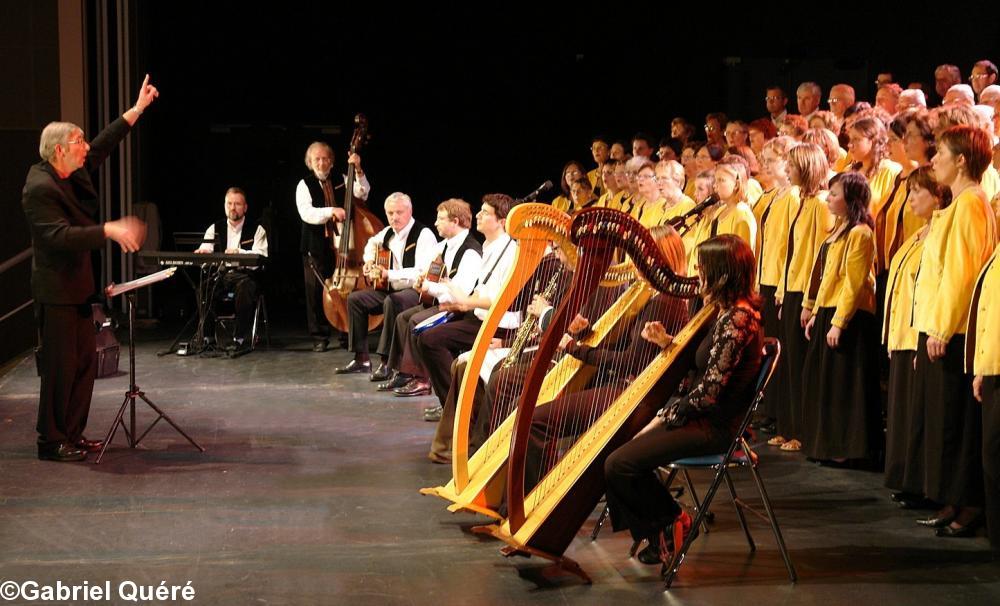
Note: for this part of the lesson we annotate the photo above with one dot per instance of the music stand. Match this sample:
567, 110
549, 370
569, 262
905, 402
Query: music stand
128, 289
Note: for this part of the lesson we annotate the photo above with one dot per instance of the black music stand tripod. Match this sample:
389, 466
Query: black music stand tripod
133, 390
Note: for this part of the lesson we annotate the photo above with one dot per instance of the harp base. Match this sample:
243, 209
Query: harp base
514, 548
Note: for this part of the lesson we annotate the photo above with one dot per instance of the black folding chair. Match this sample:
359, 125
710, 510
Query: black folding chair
739, 455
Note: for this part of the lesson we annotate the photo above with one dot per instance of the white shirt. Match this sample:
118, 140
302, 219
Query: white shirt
318, 215
468, 268
492, 287
233, 239
401, 277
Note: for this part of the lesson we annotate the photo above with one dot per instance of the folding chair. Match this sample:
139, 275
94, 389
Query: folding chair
740, 454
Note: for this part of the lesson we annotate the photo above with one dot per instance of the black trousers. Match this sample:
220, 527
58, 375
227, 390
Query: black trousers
319, 326
402, 353
68, 361
241, 287
636, 498
438, 347
364, 303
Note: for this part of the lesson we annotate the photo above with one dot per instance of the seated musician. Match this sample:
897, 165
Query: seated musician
616, 368
438, 346
705, 418
553, 274
237, 235
461, 256
411, 246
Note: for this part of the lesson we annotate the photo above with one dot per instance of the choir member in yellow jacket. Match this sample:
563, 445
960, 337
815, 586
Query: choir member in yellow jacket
733, 215
958, 244
842, 408
807, 169
774, 211
571, 172
983, 355
904, 450
601, 153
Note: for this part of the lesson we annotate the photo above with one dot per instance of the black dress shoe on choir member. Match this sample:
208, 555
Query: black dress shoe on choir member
398, 379
89, 445
354, 367
938, 521
381, 373
61, 453
415, 387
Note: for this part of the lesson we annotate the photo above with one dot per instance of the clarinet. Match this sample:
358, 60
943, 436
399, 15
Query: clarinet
527, 327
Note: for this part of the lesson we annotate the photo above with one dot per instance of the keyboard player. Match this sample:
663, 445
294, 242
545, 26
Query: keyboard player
237, 235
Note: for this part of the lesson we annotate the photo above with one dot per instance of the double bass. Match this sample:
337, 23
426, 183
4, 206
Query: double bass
348, 241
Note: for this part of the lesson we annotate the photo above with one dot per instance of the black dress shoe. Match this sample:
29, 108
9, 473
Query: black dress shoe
381, 373
938, 522
398, 379
354, 367
969, 530
62, 453
414, 387
89, 445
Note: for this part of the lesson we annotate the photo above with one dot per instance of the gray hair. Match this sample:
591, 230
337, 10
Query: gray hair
809, 87
401, 198
55, 133
914, 96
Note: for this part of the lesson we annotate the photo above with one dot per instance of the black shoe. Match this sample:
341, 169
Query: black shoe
89, 445
414, 387
938, 522
969, 530
354, 367
61, 453
380, 374
398, 379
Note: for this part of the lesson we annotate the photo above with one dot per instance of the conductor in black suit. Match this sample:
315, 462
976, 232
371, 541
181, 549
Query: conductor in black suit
61, 204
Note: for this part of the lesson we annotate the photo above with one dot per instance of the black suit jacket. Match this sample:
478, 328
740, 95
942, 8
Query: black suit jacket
63, 218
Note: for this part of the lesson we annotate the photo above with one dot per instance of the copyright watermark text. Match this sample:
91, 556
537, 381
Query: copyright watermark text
32, 591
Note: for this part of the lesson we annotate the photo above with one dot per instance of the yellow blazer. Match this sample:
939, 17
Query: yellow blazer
982, 347
775, 222
960, 240
809, 228
897, 330
848, 276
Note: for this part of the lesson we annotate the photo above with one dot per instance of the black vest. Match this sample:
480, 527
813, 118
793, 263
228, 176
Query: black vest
249, 230
410, 250
314, 238
470, 243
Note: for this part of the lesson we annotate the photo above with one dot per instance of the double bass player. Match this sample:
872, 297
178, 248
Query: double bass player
322, 213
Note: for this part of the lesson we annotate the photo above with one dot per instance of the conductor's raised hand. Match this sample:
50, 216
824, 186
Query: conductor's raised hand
147, 94
128, 232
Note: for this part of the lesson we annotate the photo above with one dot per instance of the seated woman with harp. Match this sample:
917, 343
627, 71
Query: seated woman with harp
616, 365
705, 417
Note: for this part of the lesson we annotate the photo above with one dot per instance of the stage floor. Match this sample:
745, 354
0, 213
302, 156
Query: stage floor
307, 494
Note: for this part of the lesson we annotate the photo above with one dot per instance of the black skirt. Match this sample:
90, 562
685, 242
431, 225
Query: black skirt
793, 352
778, 385
953, 433
841, 408
991, 457
904, 447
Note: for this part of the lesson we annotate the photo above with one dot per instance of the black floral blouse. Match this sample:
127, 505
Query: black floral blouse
727, 363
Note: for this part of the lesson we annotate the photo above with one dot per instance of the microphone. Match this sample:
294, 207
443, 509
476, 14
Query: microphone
695, 212
544, 187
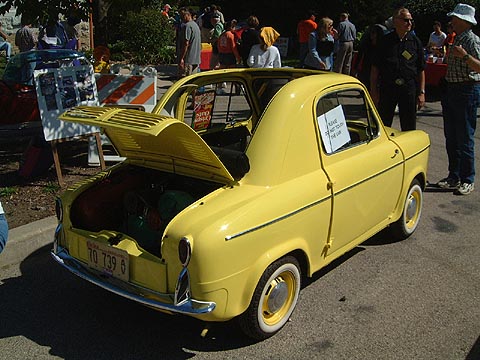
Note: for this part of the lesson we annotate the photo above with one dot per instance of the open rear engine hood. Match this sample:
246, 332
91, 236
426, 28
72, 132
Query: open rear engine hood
156, 141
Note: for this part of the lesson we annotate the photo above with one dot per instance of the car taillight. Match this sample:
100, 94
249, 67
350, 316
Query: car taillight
184, 251
59, 209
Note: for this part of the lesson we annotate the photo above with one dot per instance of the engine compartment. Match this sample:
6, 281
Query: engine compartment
138, 202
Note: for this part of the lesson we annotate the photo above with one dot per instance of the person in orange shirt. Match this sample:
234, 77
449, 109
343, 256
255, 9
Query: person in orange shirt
165, 10
228, 54
304, 28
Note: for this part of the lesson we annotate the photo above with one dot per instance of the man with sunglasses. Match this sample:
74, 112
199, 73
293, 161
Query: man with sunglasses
397, 74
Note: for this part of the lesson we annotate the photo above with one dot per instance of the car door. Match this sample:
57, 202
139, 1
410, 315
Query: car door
364, 166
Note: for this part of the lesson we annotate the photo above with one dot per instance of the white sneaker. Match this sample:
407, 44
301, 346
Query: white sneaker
465, 189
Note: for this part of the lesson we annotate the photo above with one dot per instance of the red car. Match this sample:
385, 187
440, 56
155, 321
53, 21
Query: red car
19, 114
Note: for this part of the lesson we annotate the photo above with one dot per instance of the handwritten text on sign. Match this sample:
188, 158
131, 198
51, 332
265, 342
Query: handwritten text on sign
333, 128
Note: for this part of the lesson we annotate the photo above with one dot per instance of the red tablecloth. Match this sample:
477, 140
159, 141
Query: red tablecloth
434, 72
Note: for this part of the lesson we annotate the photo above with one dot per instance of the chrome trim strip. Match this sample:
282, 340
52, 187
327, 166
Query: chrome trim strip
258, 227
418, 153
136, 293
402, 163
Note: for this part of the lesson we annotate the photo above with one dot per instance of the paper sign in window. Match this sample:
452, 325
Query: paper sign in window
333, 129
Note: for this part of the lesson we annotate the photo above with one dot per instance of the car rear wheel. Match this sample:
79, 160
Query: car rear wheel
274, 299
412, 210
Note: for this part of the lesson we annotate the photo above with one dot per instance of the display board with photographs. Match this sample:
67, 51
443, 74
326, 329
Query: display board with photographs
60, 89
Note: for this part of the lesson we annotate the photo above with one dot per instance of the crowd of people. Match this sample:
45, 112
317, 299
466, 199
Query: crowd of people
231, 45
390, 61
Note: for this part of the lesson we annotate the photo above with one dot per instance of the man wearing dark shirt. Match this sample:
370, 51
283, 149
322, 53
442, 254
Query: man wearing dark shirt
397, 75
347, 34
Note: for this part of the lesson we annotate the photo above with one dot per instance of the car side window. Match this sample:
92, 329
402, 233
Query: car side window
----------------
_EXERCISE PROMPT_. Leave out the pictures and output every record above precisely as given.

_TASK RESPONSE_.
Note: for this part of the lesson we annotate the photo above with one dot per instance of the music stand. Match this sample:
567, 110
549, 370
569, 262
905, 402
Query: music stand
128, 289
Note: for this part of the lesson we annotate the photo above with one dot per instance of the black music stand tripod. Match this sample:
389, 466
Query: black music stand tripod
133, 390
Note: for this part of the lesson we annotate the photo above with one dot per instance of the harp base. Match this sample:
243, 209
Query: harp base
514, 548
Note: for this part of the lesson we annotate the photo above with one dot per instance of the black folding chair. Match this sample:
359, 125
710, 510
Query: black folding chair
739, 455
Note: for this part of the lesson we annotate the photo above with one dot per instance of the white shirt. Match this sample:
118, 140
302, 219
Query: white shirt
318, 215
468, 268
492, 287
233, 239
401, 277
Note: for this part of the lesson we annotate the photo above with one dot per instance of the folding chair. Match this sample:
139, 275
94, 389
Query: folding chair
740, 454
Note: for this part of the lesson we annotate the photo above with one dot per instance of the black trousers. Match this sample:
220, 527
58, 375
227, 390
Query: black trousers
319, 326
402, 353
68, 361
241, 287
636, 498
438, 347
364, 303
Note: for this part of the lesson we annotate the photo above with one dot per instance of the seated musician. Match this sample:
897, 165
Query: seated musician
616, 368
438, 346
705, 418
553, 274
237, 235
461, 256
411, 246
Note: for this part of the lesson we annotate the photo above with one dot per instance of the choir member in yellow jacket. Match this sample:
563, 445
960, 337
815, 586
Query: choir member in yellow jacket
733, 215
958, 244
842, 408
807, 169
774, 211
571, 172
983, 355
904, 450
601, 153
Note: for this part of the lesson we annotate the photo above with one dot per instance of the black dress shoe on choir member. Match this sample:
208, 555
Query: black dress shoe on choir member
398, 379
89, 445
354, 367
938, 521
381, 373
61, 453
415, 387
Note: for this part of the lesson we annotate the photo above with one dot per instance of the clarinet. Match this sample:
358, 60
943, 436
399, 15
Query: clarinet
527, 327
Note: for this part of the lesson we annotate the photo above with one dot per instance of the keyboard player. Match this sample:
663, 445
294, 242
545, 26
Query: keyboard player
237, 235
Note: for this part of the lesson we annotate the photo above with one dot per instance of the double bass. Match this sample:
337, 23
426, 183
4, 206
Query: double bass
348, 241
Note: for this part of the lesson we annotate the photo above with one dot per instance of the black dress shoe. Match this sample:
29, 108
9, 473
Query: black dress shoe
381, 373
938, 522
398, 379
354, 367
969, 530
62, 453
414, 387
89, 445
Note: for this part of the lesson we annotate the photo above with one dot per instance of the gray hair. Match this sample:
591, 230
337, 10
Query: gray hair
809, 87
401, 198
55, 133
914, 96
Note: for this part of the lesson we annotate the photo above with one dot per instance of the black shoe. Match this sample:
341, 169
Query: black shoe
89, 445
414, 387
938, 522
969, 530
354, 367
61, 453
380, 374
398, 379
Note: for this part of the lesson we annotate the photo above with one dot per instance of the conductor in black suit. Match this sample:
315, 462
976, 232
371, 541
181, 549
Query: conductor in black suit
61, 204
Note: for this part of the lesson we annotate the photo above with one dot per instance of the black suit jacket. Match this sample:
478, 328
740, 95
942, 8
Query: black suit jacket
63, 218
Note: for this part of the lesson we annotate the photo above with one dot per instance of the copyright watermark text. Match this sample:
91, 556
537, 381
Query: copyright watermark text
32, 591
Note: for this part of the lesson we annotate the photo above with one dot per instance of the yellow blazer. Match this sample:
939, 17
Query: yellow blazer
982, 347
775, 222
960, 240
809, 228
897, 330
848, 276
Note: for this part of the lesson we annotate the photo above with one dot per instance of the black vest. Match this sample:
480, 527
813, 118
793, 263
228, 176
Query: black vest
249, 230
410, 250
314, 238
470, 243
Note: for this part of the lesson we annotate the photo above with one dot per instance of the double bass player. Match this sample:
872, 297
178, 248
Query: double bass player
322, 213
Note: for this part of the lesson we annotate the photo above with one dot per instance of the conductor's raised hand. Match this sample:
50, 216
824, 186
Query: conductor's raised hand
147, 94
128, 232
Note: for this part of the lesson we annotate the photo above with one dot per instance of the seated woman with harp. Match this sample:
917, 343
627, 71
Query: seated woman with harp
616, 365
705, 417
Note: for this part of the lesson we annotate the photo above with one dot per instance of the stage floor. Match this sample:
745, 354
0, 213
302, 156
Query: stage floor
307, 494
Note: for this part of the lesson we annotate the photo above with one dot per instance of the black skirt. Match this sample:
90, 562
685, 242
431, 225
Query: black skirt
793, 352
778, 385
953, 433
841, 408
991, 457
904, 447
Note: for this part of the lesson we annotate the photo above with one dot per instance of the black floral blouse. Match this sample:
127, 505
Query: black floral blouse
727, 363
Note: for this part of the lesson we annotate the photo above with one dot per instance of the microphone. Match this sample:
294, 207
443, 509
476, 14
Query: microphone
695, 212
544, 187
Note: for this part of the lesson we annotate the photo above with one dot per instance of the open rear engine hood. Match this sample:
246, 332
91, 236
426, 28
72, 132
Query: open rear engine hood
156, 141
Note: for this part of the lesson we annotate the photo above with one dot per instance of the car taillight. Match this sample:
100, 94
249, 67
350, 316
Query: car taillight
184, 251
59, 209
Note: for this part of the lesson we annotate the photo above with one dot per instance of the engine compartment. Match this sample:
6, 281
Query: engine compartment
138, 202
Note: for this part of the lesson we annotate the photo above with one dot per instance of the person in orange shirt. Match this sample:
234, 77
449, 109
343, 256
255, 9
Query: person in orange shirt
165, 10
228, 54
304, 28
Note: for this part of the lesson we annotate the photo above with one dot per instance of the man with sunglasses. Match this sample:
74, 112
199, 73
293, 161
Query: man with sunglasses
397, 74
Note: for this part of the lesson we annotate the photo above with one dot per instance of the car door. Match this sample:
57, 202
139, 1
410, 315
Query: car door
364, 166
Note: for this part of the lesson we annotate the photo above with one dot per instance of the white sneaker. Match this sample:
407, 44
301, 346
Query: white sneaker
465, 189
Note: for this part of the lesson we annotate the photo above with one dot per instance of the red car. Match this sample:
385, 187
440, 56
155, 321
53, 21
Query: red car
19, 114
Note: for this part of the lesson we annotate the photo above with one dot per instance of the handwritten text on sign. Match this sample:
188, 158
131, 198
51, 332
265, 342
Query: handwritten text on sign
333, 128
Note: for this part of the lesson we annotate the photo above with one dot per instance of the red tablecloth. Match this sample:
477, 140
159, 141
Query: red tablecloth
434, 72
Note: for this part of the lesson we annotate the photo above with one dot per instance of the chrome trim strip. Match this sample:
282, 340
52, 187
327, 166
Query: chrome trim strip
258, 227
418, 153
136, 293
402, 163
Note: for this part of the lesson we annotate the photo above with one dot per instance of the paper sign in window. Match this sample:
452, 325
Query: paper sign in window
333, 129
Note: for this part of the lesson we annotate the photo above with one dot per instance of the car rear wheel. Match this sample:
79, 160
Query: car rear wheel
274, 299
412, 210
Note: for this part of the lesson we annotate the photo above with one dot per instance of the display board with photographs. Match this sample:
67, 51
443, 74
326, 329
Query: display board with photographs
60, 89
Note: for this part of the lesson we annotate the photo above with one dot per instance of the crowd of people. Match this sample:
45, 112
317, 299
466, 199
Query: crowd of people
231, 45
390, 61
Note: for this part of the lesson we annotate the photo above with one dot per instance of the man wearing dark shirt. Match this sample:
370, 51
283, 149
322, 53
442, 254
Query: man wearing dark shirt
397, 75
347, 34
Note: for this part of the lesson we annotate the photo above with one dot per instance of the car side window. Match this sample:
92, 329
402, 233
Query: car side window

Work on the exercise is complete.